Data section:
################

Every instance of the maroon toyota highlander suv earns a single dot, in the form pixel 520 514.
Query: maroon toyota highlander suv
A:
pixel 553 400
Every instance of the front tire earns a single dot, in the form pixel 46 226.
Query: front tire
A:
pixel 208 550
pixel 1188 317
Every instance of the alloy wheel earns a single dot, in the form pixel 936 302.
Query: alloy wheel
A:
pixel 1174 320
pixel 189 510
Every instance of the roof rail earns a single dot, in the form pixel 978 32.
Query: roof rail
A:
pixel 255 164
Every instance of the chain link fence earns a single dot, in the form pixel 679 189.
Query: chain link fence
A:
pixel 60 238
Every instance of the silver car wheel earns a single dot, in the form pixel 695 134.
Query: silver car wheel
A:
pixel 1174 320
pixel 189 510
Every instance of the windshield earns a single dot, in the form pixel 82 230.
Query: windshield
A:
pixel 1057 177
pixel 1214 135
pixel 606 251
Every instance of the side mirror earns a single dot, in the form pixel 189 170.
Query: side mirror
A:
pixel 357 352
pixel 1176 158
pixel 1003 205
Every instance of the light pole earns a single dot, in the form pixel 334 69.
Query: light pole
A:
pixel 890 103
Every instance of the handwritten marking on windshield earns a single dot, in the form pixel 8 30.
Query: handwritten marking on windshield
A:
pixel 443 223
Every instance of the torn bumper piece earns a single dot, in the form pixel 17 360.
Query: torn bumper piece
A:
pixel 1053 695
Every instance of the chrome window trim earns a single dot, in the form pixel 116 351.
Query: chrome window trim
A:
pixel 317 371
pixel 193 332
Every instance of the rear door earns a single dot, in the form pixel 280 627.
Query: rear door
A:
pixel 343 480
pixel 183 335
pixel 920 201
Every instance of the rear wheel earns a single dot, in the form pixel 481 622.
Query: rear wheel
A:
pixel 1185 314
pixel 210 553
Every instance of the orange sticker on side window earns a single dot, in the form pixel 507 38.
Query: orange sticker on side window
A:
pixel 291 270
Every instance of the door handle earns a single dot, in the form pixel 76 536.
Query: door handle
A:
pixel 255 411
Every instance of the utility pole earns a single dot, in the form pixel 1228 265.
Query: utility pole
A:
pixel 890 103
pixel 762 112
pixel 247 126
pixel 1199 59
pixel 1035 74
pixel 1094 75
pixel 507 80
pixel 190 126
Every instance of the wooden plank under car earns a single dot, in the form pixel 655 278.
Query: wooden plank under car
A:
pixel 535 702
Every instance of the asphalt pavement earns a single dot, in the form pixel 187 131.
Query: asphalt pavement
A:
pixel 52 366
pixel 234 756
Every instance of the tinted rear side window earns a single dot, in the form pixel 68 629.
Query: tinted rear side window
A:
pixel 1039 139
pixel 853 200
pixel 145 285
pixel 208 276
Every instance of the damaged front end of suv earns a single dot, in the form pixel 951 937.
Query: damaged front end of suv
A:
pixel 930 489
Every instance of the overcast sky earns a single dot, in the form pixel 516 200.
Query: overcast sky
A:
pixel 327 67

################

Task objective: Copy word for word every line from the line containing "Every instance of the orange" through the final line, including both of these.

Answer to the problem:
Every instance of the orange sticker on side window earns a single dot, in the form pixel 507 38.
Query: orange sticker on side window
A:
pixel 291 270
Every instance of the door handle earns a single dot, in the form pixel 76 536.
Query: door handle
A:
pixel 255 411
Every instance of the utility pole earns a single dot, in the form pixel 1228 265.
Query: utility pole
A:
pixel 890 103
pixel 762 112
pixel 247 126
pixel 1199 59
pixel 1035 74
pixel 1094 75
pixel 507 80
pixel 190 126
Every instance of the wooden plank under car earns a single dot, in the form pixel 655 278.
Query: wooden plank under car
A:
pixel 535 702
Every instance of the asphalt pavement earns a single dot, in the form pixel 187 131.
Query: asphalt pavement
A:
pixel 52 366
pixel 234 756
Every instance of the tinted rear side window earns a single dot, in the form pixel 68 629.
Query: tinted rear side window
A:
pixel 1039 139
pixel 853 200
pixel 145 285
pixel 208 276
Every instance of the damaged front end of suv earns a single dot, in the form pixel 951 937.
Query: damaged front end of suv
A:
pixel 930 489
Every instance of the overcast sky earns a single dot, in the form pixel 516 200.
Query: overcast sky
A:
pixel 327 67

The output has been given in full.